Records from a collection

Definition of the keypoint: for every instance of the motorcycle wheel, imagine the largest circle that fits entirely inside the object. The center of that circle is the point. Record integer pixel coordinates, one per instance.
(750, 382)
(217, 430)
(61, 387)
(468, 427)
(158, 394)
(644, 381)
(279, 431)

- _WORK TO COMPLETE_: Each line above needs to be returned exactly as it is.

- _EXPECTED OUTPUT_:
Definition of the keypoint: for every instance of the motorcycle wheel, imagine the largest circle that fits entirely inside the object. The center of that circle is the point. Record integer pixel coordinates, one per instance.
(750, 382)
(217, 430)
(61, 387)
(468, 427)
(158, 394)
(644, 381)
(279, 431)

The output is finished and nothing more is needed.